**Directive 1:** Reproduce word for word the part of the audio intelligence guide that starts at "Extract insights from" and ends at "sentiment analysis (positive/negative/neutral)".

-- BEGIN Passage provided --

Extract insights from audio: sentiment analysis, topic detection, and automatic summaries - all in one API call.
Go beyond transcription to understand WHAT was said and HOW it was said!
- How to enable sentiment analysis (positive/negative/neutral)
- Topic detection for content categorization
- Automatic summarization of conversations
- Combining intelligence features with transcription
- Speechmatics API Key: Get one from portal.speechmatics.com
- Python 3.8+
- Completed Configuration Guide
Step 1: Create and activate a virtual environment
On Windows:
cd python
python -m venv .venv
.venv\Scripts\activateOn Mac/Linux:
cd python
python3 -m venv .venv
source .venv/bin/activateStep 2: Install dependencies and run
pip install -r requirements.txt
cp ../.env.example .env
python main.pyNote
This example demonstrates audio intelligence by:
- Create JobConfig - Configure transcription with intelligence features
- Enable Sentiment Analysis - Detect emotional tone in speech
- Enable Topic Detection - Identify discussion topics automatically
- Enable Summarization - Generate bullet-point summaries
- Submit Job - Process audio with all intelligence features
- Wait for Completion - Job processes asynchronously
- Extract Results - Access transcript, sentiment, topics, and summary
Audio intelligence runs alongside transcription, enriching your results with insights.
Detect the emotional tone of speech segments:
from speechmatics.batch import (
AsyncClient,
JobConfig,
JobType,
TranscriptionConfig,
SentimentAnalysisConfig,
)
config = JobConfig(
type=JobType.TRANSCRIPTION,
transcription_config=TranscriptionConfig(language="en"),
sentiment_analysis_config=SentimentAnalysisConfig(),
)Output:
{
"text": "I'm really happy with this service!",
"sentiment": "positive",
"confidence": 0.95
}Use cases:
- Customer satisfaction analysis
- Call center quality monitoring
- Social media monitoring
- Market research
Automatically categorize content by topics:
from speechmatics.batch import (
AsyncClient,
JobConfig,
JobType,
TranscriptionConfig,
TopicDetectionConfig,
)
config = JobConfig(
type=JobType.TRANSCRIPTION,
transcription_config=TranscriptionConfig(language="en"),
topic_detection_config=TopicDetectionConfig(), # Default categories
)
# Or with custom topics:
config = JobConfig(
type=JobType.TRANSCRIPTION,
transcription_config=TranscriptionConfig(language="en"),
topic_detection_config=TopicDetectionConfig(
topics=["pricing", "deployment", "languages"]
),
)Output:
{
"topics": ["Business & Finance", "Education"]
}Use cases:
- Content categorization
- Meeting summarization
- Research analysis
- News monitoring
Generate concise summaries of long conversations:
from speechmatics.batch import (
AsyncClient,
JobConfig,
JobType,
TranscriptionConfig,
SummarizationConfig,
)
config = JobConfig(
type=JobType.TRANSCRIPTION,
transcription_config=TranscriptionConfig(language="en"),
summarization_config=SummarizationConfig(
content_type="conversational", # or "informative", "auto"
summary_length="brief", # or "detailed"
summary_type="paragraphs", # or "bullets"

-- END Passage provided --

**Directive 2:** Report every line in the rows below that contains the string "cloud", copying each such line in full. Case counts when matching.

-- BEGIN Input material --

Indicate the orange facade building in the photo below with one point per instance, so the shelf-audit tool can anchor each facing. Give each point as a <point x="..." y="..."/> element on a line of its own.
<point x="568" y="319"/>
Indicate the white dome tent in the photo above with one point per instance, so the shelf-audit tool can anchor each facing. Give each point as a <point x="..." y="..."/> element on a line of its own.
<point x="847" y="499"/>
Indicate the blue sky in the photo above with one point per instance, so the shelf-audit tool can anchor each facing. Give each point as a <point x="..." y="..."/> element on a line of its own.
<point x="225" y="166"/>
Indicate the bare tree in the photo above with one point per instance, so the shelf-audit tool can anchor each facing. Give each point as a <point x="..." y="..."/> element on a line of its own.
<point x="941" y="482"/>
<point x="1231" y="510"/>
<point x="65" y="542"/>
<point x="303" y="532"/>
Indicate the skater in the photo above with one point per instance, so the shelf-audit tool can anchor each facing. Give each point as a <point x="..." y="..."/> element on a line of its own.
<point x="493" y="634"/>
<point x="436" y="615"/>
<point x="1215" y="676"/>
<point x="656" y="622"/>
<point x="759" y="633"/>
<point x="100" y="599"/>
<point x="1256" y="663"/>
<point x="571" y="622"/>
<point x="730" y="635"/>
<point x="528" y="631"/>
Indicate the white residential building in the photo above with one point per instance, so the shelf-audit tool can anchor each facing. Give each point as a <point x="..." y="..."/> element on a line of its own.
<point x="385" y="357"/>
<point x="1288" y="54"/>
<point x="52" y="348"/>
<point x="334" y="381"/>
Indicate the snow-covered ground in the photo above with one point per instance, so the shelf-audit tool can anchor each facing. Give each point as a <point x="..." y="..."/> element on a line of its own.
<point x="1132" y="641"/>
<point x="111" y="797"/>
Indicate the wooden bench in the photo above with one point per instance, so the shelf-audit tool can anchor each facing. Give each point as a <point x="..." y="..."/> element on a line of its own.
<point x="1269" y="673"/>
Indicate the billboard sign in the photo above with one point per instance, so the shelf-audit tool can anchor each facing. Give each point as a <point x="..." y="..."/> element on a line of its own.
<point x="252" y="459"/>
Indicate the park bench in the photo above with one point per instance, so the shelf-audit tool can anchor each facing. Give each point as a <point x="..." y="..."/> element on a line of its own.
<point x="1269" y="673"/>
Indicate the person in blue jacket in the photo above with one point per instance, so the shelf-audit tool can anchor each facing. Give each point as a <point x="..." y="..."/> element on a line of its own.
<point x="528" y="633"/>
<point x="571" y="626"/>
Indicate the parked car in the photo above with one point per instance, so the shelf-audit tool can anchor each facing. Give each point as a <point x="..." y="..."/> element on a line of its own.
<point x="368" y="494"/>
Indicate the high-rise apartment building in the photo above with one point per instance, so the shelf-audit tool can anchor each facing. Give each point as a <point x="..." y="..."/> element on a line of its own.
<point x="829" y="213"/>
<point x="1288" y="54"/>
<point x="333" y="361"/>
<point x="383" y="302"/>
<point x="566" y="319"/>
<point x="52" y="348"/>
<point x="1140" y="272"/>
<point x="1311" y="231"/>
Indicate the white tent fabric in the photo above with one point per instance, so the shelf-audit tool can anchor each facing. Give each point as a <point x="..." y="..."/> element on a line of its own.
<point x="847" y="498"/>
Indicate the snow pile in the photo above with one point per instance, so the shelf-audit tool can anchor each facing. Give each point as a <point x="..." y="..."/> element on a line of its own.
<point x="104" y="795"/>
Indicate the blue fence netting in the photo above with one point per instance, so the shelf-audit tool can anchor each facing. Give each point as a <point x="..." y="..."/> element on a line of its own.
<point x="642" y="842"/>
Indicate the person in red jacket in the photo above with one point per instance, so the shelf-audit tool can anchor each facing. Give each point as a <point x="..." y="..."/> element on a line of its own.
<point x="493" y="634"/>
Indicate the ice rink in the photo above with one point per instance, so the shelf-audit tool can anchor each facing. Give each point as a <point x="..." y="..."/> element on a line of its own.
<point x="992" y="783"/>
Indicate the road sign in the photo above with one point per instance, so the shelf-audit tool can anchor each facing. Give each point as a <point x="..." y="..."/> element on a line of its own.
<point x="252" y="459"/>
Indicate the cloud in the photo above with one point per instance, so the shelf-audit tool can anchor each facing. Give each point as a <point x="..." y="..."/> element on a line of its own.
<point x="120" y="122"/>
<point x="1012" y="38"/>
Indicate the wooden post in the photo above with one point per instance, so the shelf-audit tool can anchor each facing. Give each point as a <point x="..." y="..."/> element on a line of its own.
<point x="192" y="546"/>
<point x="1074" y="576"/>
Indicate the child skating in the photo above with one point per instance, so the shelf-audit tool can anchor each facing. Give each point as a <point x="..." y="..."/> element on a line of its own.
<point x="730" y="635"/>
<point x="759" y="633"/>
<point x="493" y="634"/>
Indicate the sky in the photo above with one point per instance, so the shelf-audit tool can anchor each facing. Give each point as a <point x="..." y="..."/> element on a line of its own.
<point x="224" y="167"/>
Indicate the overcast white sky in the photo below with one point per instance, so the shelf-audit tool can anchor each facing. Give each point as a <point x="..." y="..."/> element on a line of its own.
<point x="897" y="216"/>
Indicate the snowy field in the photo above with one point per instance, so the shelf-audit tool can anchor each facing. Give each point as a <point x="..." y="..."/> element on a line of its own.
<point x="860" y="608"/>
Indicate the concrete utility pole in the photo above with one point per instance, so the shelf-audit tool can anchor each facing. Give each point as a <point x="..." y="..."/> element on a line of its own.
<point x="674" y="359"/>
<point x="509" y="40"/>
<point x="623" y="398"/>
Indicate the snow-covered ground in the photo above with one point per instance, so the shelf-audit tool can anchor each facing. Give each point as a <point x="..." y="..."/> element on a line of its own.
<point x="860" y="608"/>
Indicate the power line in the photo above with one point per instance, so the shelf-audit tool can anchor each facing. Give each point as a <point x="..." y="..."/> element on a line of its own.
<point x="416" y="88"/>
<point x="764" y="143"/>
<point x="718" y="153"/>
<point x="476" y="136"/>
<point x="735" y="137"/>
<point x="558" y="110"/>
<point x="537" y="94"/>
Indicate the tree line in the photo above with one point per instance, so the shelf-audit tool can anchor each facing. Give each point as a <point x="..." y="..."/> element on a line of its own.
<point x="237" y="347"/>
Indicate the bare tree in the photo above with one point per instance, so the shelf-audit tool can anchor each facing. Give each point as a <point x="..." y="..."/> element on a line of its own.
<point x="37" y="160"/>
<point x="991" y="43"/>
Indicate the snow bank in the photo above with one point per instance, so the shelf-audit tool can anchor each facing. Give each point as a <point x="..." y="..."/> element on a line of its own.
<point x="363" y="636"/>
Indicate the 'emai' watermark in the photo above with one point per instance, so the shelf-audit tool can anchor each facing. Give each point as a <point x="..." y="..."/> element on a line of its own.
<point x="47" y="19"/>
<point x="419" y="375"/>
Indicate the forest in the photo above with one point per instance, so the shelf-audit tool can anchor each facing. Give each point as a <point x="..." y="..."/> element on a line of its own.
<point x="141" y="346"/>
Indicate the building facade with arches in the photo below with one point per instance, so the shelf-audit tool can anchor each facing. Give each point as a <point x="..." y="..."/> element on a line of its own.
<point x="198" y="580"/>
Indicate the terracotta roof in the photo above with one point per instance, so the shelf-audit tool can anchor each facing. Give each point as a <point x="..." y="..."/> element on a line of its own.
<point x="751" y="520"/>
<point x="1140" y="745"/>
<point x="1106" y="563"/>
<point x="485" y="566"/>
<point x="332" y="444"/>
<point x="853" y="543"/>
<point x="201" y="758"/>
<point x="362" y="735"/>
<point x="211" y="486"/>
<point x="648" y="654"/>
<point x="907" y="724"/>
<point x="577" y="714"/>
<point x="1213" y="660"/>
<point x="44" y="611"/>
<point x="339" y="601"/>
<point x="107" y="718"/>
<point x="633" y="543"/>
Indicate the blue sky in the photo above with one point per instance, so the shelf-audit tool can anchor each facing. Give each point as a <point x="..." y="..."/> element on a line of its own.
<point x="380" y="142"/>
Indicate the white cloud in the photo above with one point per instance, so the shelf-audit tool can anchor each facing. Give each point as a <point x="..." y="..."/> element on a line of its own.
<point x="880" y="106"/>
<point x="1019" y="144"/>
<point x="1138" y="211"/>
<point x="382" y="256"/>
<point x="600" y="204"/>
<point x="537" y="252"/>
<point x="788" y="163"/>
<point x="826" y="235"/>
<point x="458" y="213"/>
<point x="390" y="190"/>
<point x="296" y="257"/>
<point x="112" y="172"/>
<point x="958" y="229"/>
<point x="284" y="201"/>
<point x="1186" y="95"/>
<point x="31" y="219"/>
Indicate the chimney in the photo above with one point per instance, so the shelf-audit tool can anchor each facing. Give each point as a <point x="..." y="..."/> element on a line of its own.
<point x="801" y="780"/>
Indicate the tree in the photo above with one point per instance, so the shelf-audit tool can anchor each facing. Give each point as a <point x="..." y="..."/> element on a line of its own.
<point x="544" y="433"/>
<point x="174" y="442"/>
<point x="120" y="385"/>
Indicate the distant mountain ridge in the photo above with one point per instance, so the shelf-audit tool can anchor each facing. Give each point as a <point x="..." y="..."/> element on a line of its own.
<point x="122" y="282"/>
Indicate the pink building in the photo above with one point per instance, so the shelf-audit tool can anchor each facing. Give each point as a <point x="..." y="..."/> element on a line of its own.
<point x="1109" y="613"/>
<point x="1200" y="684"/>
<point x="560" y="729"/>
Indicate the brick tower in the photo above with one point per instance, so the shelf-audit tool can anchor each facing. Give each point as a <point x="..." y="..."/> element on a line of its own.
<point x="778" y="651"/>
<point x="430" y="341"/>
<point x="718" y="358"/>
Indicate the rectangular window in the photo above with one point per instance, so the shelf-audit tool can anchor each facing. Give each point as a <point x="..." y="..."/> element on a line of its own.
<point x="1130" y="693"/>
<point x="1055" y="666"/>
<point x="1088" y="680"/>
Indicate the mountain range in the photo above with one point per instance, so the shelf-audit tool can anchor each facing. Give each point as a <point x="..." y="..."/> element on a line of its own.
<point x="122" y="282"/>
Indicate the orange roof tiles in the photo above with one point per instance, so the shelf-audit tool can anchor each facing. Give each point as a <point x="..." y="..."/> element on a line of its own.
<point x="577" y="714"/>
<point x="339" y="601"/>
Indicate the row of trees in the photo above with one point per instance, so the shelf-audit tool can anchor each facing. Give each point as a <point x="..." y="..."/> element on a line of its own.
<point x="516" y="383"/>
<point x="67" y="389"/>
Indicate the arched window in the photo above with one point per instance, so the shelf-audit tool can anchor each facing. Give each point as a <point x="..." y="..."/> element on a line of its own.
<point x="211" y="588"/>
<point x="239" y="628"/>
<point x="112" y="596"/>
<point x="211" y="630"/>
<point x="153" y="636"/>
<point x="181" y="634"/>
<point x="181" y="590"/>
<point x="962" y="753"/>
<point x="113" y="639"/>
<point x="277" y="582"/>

-- END Input material --

**Final result 1:**
Extract insights from audio: sentiment analysis, topic detection, and automatic summaries - all in one API call.
Go beyond transcription to understand WHAT was said and HOW it was said!
- How to enable sentiment analysis (positive/negative/neutral)

**Final result 2:**
Indicate the cloud in the photo above with one point per instance, so the shelf-audit tool can anchor each facing. Give each point as a <point x="..." y="..."/> element on a line of its own.
Indicate the white cloud in the photo above with one point per instance, so the shelf-audit tool can anchor each facing. Give each point as a <point x="..." y="..."/> element on a line of its own.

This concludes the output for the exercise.